>> start Available records

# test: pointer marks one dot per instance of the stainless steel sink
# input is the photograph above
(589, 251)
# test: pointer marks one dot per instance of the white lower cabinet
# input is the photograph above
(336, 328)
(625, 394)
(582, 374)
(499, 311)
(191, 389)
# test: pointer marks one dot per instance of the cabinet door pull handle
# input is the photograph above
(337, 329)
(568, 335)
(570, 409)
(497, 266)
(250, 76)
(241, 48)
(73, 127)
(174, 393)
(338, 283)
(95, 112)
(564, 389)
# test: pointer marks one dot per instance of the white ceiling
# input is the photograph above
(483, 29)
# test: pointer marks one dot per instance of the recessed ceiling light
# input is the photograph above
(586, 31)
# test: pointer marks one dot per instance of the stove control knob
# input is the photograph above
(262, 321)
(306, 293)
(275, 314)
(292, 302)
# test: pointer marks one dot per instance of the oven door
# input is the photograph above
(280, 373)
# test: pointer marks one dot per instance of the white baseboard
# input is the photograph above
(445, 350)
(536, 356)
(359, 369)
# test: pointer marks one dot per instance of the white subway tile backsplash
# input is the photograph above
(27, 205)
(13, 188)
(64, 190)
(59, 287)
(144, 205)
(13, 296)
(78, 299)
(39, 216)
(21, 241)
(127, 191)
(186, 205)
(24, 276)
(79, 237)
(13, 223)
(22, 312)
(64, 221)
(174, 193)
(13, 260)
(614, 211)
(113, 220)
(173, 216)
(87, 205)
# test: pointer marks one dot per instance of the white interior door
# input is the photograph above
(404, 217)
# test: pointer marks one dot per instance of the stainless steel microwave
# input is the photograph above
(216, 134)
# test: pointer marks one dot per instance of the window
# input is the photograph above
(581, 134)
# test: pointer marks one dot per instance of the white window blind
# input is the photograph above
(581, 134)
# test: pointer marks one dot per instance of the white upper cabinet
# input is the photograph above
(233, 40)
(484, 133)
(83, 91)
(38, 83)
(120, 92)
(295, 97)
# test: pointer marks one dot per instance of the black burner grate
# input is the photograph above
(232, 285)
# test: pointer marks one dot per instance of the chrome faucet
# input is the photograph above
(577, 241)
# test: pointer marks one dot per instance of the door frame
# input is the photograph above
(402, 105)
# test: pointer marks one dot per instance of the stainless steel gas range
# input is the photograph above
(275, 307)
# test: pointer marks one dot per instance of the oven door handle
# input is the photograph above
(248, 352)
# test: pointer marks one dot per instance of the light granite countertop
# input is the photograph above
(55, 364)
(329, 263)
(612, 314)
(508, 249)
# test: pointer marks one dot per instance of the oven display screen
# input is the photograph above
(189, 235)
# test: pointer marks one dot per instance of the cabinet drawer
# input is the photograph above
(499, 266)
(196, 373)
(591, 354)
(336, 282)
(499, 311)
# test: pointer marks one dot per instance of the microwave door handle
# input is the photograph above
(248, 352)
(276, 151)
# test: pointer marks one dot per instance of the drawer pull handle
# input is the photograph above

>> end Available records

• **Exercise description**
Copy out the whole listing, exactly as written.

• **Written solution**
# test: pointer marks one dot per instance of the stainless steel sink
# input is the photograph above
(589, 251)
# test: pointer marks one dot per instance of the white lower cabinet
# input is the photograph above
(336, 328)
(625, 394)
(582, 374)
(499, 311)
(191, 389)
# test: pointer marks one dot per instance of the cabinet door pull handle
# input is the photograph above
(337, 329)
(568, 335)
(570, 409)
(497, 266)
(250, 76)
(241, 48)
(73, 127)
(174, 393)
(338, 283)
(95, 112)
(564, 389)
# test: pointer marks one dot per instance of the white ceiling
# input is the photograph above
(483, 29)
# test: pointer marks one dot per instance of the recessed ceiling light
# input is the photograph above
(586, 31)
# test: pointer marks one dot per instance of the stove control knob
# input is the photograph above
(262, 321)
(306, 293)
(275, 314)
(292, 302)
# test: pointer marks one dot per instance of the oven door
# input is the photograph above
(280, 373)
# test: pointer marks one dot per instance of the white baseboard
# input is the photograph above
(445, 350)
(536, 356)
(359, 369)
# test: pointer marks one dot per instance of the white subway tile backsplash
# input is the photograph above
(27, 205)
(13, 188)
(64, 190)
(59, 287)
(144, 205)
(13, 296)
(78, 299)
(39, 216)
(21, 241)
(127, 191)
(186, 205)
(24, 276)
(79, 237)
(13, 223)
(22, 312)
(64, 221)
(174, 193)
(13, 260)
(614, 211)
(113, 220)
(173, 216)
(87, 205)
# test: pointer marks one dot per instance of the white interior door
# input is the photograph above
(404, 217)
# test: pointer marks one dot per instance of the stainless steel microwave
# input is the photograph above
(216, 134)
# test: pointer marks one dot per instance of the window
# input is the photograph above
(581, 134)
# test: pointer marks one dot per instance of the white window blind
# input is the photograph above
(581, 134)
# test: pointer marks one dot per instance of the white upper cabinet
# input is the photograph above
(233, 40)
(484, 133)
(83, 91)
(38, 83)
(120, 92)
(295, 97)
# test: pointer marks one dot per instance of the black burner grate
# input is the photograph above
(232, 285)
# test: pointer marks one dot per instance of the chrome faucet
# input is the photograph above
(577, 241)
# test: pointer marks one dot per instance of the door frame
# input is the photograph above
(402, 105)
# test: pointer marks one dot per instance of the stainless steel gas range
# input is the photograph above
(275, 307)
# test: pointer marks one dot per instance of the oven door handle
# input is the photograph above
(248, 352)
# test: pointer marks one dot per instance of the light granite countertop
# input is the photograph above
(55, 364)
(329, 263)
(612, 314)
(508, 249)
# test: pointer marks one dot per instance of the oven display screen
# input is the photograph above
(189, 235)
# test: pointer marks one dot per instance of the cabinet drawer
# input is the photograph above
(499, 266)
(196, 373)
(591, 354)
(336, 282)
(499, 311)
# test: pointer marks one dot per instance of the microwave door handle
# input is the photograph above
(248, 352)
(276, 151)
# test: pointer marks one dot per instance of the drawer pull handle
# input is the photograph above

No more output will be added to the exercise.